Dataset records

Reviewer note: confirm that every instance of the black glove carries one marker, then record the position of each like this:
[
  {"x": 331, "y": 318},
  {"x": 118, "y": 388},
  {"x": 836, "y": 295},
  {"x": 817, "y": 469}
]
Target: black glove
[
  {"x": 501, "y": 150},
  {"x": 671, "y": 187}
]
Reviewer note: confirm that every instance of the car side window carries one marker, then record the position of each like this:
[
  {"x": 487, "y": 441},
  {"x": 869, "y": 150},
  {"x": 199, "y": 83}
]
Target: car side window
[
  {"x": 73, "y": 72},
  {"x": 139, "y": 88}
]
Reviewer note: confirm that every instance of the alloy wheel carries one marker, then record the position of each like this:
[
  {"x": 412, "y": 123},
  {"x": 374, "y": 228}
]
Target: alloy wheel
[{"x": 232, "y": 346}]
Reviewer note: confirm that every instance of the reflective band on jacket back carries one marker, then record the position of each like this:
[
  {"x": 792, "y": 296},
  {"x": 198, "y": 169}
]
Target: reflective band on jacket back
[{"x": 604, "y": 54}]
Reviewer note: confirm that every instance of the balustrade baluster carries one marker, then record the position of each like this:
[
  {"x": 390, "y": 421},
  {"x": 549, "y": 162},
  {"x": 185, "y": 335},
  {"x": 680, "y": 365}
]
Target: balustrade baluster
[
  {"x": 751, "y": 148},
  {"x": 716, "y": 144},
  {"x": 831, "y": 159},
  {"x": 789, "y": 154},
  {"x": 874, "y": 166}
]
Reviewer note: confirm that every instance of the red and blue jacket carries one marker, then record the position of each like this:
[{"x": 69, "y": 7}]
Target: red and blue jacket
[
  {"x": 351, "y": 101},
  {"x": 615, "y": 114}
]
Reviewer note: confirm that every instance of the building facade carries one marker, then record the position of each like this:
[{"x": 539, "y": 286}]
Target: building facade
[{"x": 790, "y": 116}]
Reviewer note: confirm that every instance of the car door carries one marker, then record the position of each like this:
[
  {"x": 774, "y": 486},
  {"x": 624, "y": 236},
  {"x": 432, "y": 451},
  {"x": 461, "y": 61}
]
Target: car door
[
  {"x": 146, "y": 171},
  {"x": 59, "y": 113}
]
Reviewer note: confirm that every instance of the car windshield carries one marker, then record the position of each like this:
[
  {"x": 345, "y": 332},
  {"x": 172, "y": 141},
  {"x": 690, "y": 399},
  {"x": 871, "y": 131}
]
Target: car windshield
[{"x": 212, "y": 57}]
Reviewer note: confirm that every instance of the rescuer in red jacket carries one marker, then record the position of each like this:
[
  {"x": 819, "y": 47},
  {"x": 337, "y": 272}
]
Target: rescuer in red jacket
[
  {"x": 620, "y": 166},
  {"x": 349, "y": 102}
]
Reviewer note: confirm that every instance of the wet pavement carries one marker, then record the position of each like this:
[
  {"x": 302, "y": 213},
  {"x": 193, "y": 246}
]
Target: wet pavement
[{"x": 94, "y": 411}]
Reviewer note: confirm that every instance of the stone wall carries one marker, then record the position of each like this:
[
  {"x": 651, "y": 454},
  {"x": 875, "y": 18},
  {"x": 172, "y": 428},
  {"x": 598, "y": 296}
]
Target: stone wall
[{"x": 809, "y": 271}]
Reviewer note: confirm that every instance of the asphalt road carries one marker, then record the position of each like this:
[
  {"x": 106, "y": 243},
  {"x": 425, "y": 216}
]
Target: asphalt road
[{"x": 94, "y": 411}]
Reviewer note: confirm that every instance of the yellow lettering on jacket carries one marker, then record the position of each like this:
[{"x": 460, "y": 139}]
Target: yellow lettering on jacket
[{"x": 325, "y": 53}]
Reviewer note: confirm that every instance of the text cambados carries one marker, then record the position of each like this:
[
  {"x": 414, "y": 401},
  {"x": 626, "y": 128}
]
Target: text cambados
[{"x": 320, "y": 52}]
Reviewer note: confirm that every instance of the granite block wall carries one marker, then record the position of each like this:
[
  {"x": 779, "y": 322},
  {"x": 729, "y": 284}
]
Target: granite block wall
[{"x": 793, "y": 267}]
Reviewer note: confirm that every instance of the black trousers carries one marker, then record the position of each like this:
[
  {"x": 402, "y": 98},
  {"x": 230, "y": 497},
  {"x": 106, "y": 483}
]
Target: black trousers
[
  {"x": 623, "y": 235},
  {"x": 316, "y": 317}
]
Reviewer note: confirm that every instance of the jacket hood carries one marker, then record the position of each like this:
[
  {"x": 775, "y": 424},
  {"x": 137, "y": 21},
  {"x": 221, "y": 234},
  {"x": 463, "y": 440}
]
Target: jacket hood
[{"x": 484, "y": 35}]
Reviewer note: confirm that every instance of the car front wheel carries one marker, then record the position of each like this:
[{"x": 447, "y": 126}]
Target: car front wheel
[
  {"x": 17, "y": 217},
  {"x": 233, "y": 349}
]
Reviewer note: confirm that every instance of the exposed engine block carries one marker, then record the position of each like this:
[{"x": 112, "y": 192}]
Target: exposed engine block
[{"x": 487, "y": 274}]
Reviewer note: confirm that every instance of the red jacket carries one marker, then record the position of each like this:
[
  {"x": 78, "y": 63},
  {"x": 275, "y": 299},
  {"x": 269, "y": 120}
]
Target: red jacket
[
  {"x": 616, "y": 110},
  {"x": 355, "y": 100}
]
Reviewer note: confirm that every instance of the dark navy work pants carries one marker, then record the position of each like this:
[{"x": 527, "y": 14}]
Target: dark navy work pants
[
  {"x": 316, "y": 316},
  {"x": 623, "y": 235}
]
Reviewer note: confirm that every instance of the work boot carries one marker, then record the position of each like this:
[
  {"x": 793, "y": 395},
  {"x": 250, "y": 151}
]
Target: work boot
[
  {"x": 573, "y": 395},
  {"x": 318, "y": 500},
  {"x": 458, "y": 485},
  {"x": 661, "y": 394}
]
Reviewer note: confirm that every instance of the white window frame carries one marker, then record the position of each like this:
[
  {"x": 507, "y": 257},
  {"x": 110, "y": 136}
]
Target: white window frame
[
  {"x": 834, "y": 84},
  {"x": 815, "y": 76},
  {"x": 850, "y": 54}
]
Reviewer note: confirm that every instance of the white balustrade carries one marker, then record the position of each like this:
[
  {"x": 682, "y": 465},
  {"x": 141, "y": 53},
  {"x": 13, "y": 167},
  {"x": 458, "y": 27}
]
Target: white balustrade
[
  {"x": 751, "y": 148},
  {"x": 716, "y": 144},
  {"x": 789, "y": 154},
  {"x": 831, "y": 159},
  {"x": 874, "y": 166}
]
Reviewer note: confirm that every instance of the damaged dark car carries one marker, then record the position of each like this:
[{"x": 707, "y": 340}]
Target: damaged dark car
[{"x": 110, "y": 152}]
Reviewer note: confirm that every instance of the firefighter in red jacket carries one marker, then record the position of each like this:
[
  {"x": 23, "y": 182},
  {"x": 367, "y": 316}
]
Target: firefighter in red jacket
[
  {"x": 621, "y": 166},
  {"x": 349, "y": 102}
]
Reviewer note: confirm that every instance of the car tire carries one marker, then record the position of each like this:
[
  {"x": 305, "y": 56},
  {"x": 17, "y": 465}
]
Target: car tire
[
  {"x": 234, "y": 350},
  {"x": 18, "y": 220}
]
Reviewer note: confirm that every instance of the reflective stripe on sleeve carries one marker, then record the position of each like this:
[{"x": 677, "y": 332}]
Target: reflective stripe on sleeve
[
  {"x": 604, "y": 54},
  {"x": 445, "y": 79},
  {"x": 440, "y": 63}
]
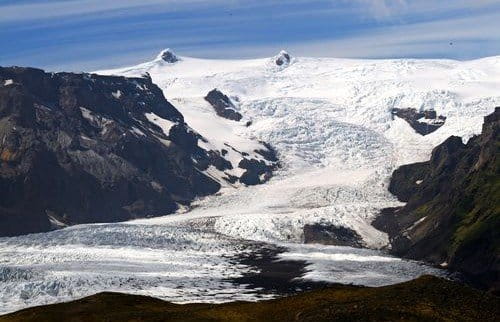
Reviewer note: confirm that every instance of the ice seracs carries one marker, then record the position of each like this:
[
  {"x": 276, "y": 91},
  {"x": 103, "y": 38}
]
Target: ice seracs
[{"x": 167, "y": 55}]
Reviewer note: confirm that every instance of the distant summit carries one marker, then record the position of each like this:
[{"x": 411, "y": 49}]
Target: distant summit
[
  {"x": 283, "y": 58},
  {"x": 168, "y": 56}
]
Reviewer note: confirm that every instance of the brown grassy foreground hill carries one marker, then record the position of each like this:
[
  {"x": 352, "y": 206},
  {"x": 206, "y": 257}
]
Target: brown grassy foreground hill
[{"x": 424, "y": 299}]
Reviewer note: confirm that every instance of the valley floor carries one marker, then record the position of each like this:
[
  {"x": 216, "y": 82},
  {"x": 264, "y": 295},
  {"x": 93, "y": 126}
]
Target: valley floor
[
  {"x": 330, "y": 121},
  {"x": 425, "y": 299}
]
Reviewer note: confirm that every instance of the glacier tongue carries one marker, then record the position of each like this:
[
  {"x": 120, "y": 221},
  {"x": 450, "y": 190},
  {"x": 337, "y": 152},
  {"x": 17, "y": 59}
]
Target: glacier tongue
[{"x": 331, "y": 123}]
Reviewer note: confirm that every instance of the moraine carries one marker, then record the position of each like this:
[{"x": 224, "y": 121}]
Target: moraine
[{"x": 330, "y": 121}]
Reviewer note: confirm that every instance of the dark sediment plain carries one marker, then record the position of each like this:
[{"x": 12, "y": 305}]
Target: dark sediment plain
[
  {"x": 332, "y": 123},
  {"x": 427, "y": 298}
]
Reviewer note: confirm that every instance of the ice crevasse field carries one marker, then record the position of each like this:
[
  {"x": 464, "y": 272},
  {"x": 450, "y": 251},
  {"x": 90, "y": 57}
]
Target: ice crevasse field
[{"x": 330, "y": 121}]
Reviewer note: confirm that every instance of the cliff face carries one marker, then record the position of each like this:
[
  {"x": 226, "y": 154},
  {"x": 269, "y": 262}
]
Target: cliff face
[
  {"x": 452, "y": 215},
  {"x": 82, "y": 148}
]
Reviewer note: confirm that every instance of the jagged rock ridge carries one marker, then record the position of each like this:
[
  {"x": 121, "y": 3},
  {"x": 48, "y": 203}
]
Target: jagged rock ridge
[
  {"x": 452, "y": 213},
  {"x": 83, "y": 148},
  {"x": 424, "y": 122}
]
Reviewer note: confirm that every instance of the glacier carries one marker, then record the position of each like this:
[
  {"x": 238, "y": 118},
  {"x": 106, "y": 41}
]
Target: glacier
[{"x": 330, "y": 121}]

**Brief:** Only the lines from the one containing "Target: moraine" through the last line of the entries above should be copied, exactly as written.

**Answer box:**
Target: moraine
[{"x": 330, "y": 121}]
Reviewer note: confirm that every instance of the dark sediment plain carries one marker, then record the position of each like this:
[{"x": 12, "y": 305}]
Target: dark sediment plain
[
  {"x": 332, "y": 123},
  {"x": 427, "y": 298}
]
Reviewer note: confirm that every instance of the ice crevasse field carries one marker, then record the position of each like this:
[
  {"x": 464, "y": 272},
  {"x": 450, "y": 251},
  {"x": 90, "y": 57}
]
Target: ice crevasse field
[{"x": 330, "y": 121}]
Reviewer note: confirm that every instance of the cliff face carries one marker, then record the position of each like this:
[
  {"x": 226, "y": 154},
  {"x": 269, "y": 262}
]
Target: cliff face
[
  {"x": 452, "y": 215},
  {"x": 82, "y": 148}
]
Reviewer note: confirm that every instance of the jagged rock ridge carries one marker, then record the position of each like this:
[
  {"x": 121, "y": 3},
  {"x": 48, "y": 203}
]
Target: jagged rock ridge
[
  {"x": 452, "y": 213},
  {"x": 83, "y": 148},
  {"x": 424, "y": 122}
]
Reviewer note: confirm that every instance of the glacier carries one marker, then record the position of each like this:
[
  {"x": 238, "y": 118},
  {"x": 106, "y": 41}
]
Target: glacier
[{"x": 330, "y": 121}]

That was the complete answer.